If the government budget contains too much money for people who need that money for survival, we cannot take it away from them — we need to use that money to retrain them, another idea you’ve heard here and elsewhere.

The need to take from the rich and give to the poor is a good idea from the standpoint of making the whole country an even greater success, but only if it is a temporary idea not a way of life.** Hence the importance of training people or even investing in their family business rather than just keeping them on subsistence existence of no value to themselves or others.

Robert A. Heinlein wrote a utopian novel called For Us, The Living  in which he projects a future where the government prints and gives us all the money we need. The idea came from economist C. H. Douglas in the 20’s — he called it Social Credit. When the Depression came it was actually put into being, in 1935, as the economy of Alberta, Canada, with Douglas as the economic advisor. It never had a chance to succeed or fail because it was shut down by the courts — i.e. for ideological reasons, without letting the experiment play out.

Farfetched ideas like this need to be given careful consideration by economists. I invite any economists reading this to post their comments in answer to the following question:

If the U.S. started doing Social Credit and people within the U.S. were fine with giving and taking these dollars from each other so hyperinflation did not occur domestically (though foreign trade would be hard hit), could the country do just fine using only its own resources or what further refinements in such an idea would make it workable and desirable to all?

Sure, I know it sounds like Communism. Heinlein admitted the same but emphasized that it does not stifle individuality the way Communism does. People in his story are independent, do what they want to do with their lives, and tend to wind up not being takers but instead giving greater value to others.

What if we did a test? Only do it as an investment, and only to those people who show a plan of what they intend to do for that money, with a diverse nonpartisan board or Internet voting to decide which plans were worthy of backing. We could budget for a million households as a test of the idea. If people knew they had so high as about a 1 in 100 chance of being selected, a lot of people would be motivated to write plans of what they would do with their time for their own enjoyment and the good of others — if only they had enough money to pay their modest bills. It would focus us all on positive solutions. Since it would be an investment, the money would be repaid in the normal way that investors recoup. If the idea worked, it could be rolled out.

Another crazy idea scenario for economists to play with and form into something workable: forgiving all debt every 50 years starting now. Leviticus in the Bible advises that every 50 years mortgage debt is to be forgiven, which was called a Jubilee Year. Economists could run computer simulations or whatever would provide a trial-and-error feedback mechanism to tinker this advice into potentially workable models.

Again, whatever we do has to be done domestically first (and test-piloted) because the idea of getting the whole world to do something radical with money seems a bit over the top. If the hunch that the U.S. needs to experiment monetarily on its own is right then it has to be built into whatever strategy we creatively and unifyingly come up with in the days ahead. Now is the time for creativity and consensus building, not for naysaying. We are hard up against it.

But we shall prevail.

Best to all,

Bill

*”Starve the beast” was an idea first promulgated by Republicans in the late 70s and 80s. “The beast” refers to welfare, Social Security, and Medicare, and does not usually refer to spending on the military, law enforcement or prisons (per Wikipedia). You might find this Forbes commentary of interest:
http://www.forbes.com/2010/05/06/tax-cuts-republicans-starve-the-beast-columnists-bruce-bartlett.html

**Although CEO compensation has skyrocketed off the chart while average wages are flat, and this in itself appears to be a prima facie social ill.

> [EXERCISES TO COMPLETE]:
[a] Write out the part of the post that opens with the words containing "If the U.S." and closes with "desirable to all?".
[b] Answer these questions from the post:
(i) In what year was Social Credit put into being as the economy of Alberta, Canada?
(ii) According to the post, what kind of debt does Leviticus say is to be forgiven every 50 years?
(iii) How many households does the post propose budgeting for as a test?
Rely only on the post above.

> [RECORDED INFORMATION]:
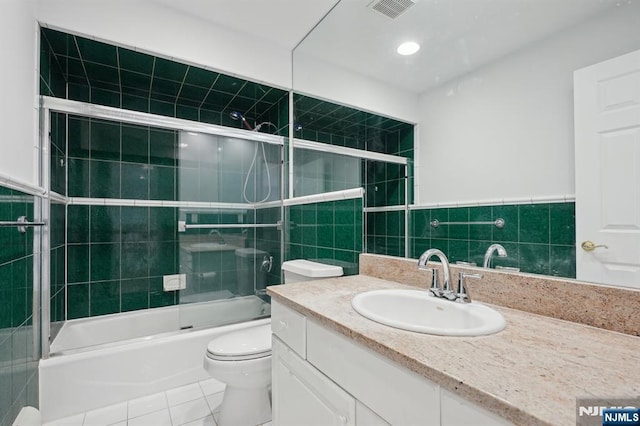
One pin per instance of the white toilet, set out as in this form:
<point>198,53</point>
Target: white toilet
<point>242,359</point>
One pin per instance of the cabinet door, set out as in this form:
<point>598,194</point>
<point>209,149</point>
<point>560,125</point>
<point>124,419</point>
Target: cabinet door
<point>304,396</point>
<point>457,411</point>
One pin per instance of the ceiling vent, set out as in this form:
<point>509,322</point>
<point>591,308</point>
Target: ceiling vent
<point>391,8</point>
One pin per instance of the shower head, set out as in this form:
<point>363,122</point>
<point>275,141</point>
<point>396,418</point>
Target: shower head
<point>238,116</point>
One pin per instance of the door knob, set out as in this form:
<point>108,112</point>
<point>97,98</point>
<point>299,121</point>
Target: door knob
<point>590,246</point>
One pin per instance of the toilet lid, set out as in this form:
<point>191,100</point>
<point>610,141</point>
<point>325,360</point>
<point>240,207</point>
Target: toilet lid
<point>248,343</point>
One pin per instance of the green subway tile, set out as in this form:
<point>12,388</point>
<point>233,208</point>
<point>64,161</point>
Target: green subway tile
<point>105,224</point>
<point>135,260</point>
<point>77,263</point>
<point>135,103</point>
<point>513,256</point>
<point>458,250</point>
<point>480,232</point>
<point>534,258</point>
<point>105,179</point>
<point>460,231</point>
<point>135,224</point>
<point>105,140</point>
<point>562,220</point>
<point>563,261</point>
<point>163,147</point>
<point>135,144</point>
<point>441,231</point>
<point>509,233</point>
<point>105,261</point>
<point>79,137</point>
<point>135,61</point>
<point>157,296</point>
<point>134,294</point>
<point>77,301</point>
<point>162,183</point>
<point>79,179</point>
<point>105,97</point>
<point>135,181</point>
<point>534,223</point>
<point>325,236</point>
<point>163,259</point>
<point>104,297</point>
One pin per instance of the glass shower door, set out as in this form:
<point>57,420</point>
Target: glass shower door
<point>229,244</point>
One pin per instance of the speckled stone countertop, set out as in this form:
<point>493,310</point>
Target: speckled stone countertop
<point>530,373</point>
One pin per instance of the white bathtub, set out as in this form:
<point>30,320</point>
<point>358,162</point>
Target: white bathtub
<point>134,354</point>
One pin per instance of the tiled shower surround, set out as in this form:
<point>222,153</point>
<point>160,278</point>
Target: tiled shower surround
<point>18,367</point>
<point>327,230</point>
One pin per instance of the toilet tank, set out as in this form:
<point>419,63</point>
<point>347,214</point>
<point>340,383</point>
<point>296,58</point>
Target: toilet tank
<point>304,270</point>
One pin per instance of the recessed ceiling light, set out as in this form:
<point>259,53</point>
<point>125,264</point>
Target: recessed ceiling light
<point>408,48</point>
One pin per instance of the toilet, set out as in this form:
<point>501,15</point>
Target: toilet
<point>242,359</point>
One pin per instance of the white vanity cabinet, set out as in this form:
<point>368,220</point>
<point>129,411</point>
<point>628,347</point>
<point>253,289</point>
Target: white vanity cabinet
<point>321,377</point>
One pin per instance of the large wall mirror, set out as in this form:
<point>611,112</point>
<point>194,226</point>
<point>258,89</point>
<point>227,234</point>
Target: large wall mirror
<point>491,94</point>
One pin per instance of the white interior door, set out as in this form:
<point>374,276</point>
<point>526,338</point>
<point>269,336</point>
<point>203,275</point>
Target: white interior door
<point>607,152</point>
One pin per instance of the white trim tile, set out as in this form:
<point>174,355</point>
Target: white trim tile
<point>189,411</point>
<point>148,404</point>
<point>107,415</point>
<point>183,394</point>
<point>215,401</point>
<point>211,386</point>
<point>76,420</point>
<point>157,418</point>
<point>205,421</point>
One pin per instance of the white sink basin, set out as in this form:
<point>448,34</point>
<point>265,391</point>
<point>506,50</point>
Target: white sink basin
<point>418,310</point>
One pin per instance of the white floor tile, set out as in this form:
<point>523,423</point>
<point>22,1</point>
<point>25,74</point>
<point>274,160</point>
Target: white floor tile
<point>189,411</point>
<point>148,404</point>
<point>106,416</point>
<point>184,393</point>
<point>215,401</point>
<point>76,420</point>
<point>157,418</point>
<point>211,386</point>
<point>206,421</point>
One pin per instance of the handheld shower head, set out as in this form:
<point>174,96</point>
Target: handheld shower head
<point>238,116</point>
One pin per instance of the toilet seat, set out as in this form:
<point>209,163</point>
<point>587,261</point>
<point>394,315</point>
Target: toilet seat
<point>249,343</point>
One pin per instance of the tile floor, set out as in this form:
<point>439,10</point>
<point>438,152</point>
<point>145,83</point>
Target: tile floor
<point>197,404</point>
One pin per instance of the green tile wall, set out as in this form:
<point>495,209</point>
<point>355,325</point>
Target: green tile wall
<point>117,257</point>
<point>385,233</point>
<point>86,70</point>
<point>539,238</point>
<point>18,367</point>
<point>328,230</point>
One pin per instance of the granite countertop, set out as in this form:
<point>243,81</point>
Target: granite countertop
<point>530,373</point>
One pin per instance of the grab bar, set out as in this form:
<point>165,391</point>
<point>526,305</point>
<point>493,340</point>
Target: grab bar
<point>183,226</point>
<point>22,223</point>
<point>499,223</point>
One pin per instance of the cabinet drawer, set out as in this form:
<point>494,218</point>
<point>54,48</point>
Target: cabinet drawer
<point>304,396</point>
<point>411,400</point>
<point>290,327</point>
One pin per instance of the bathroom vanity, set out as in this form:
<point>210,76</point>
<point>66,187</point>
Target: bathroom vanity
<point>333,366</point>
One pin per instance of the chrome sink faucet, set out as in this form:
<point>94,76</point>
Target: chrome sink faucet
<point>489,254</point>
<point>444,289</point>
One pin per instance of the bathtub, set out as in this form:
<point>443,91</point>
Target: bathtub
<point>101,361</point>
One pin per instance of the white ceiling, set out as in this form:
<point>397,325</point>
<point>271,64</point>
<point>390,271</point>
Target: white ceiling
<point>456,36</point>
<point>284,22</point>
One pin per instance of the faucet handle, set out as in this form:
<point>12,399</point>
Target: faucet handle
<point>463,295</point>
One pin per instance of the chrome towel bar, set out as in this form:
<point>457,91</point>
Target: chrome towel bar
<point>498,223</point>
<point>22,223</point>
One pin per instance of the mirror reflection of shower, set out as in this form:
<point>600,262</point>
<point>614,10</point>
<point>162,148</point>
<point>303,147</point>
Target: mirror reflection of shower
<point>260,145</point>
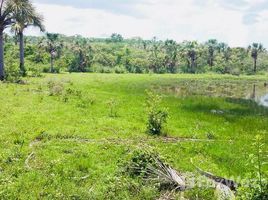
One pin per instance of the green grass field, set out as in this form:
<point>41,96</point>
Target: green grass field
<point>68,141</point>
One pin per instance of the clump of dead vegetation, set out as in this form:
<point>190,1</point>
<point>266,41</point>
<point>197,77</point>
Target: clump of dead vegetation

> [ANSWER SECTION]:
[a]
If the U.S. started doing Social Credit and people within the U.S. were fine with giving and taking these dollars from each other so hyperinflation did not occur domestically (though foreign trade would be hard hit), could the country do just fine using only its own resources or what further refinements in such an idea would make it workable and desirable to all?

[b]
(i) 1935
(ii) Mortgage debt
(iii) A million households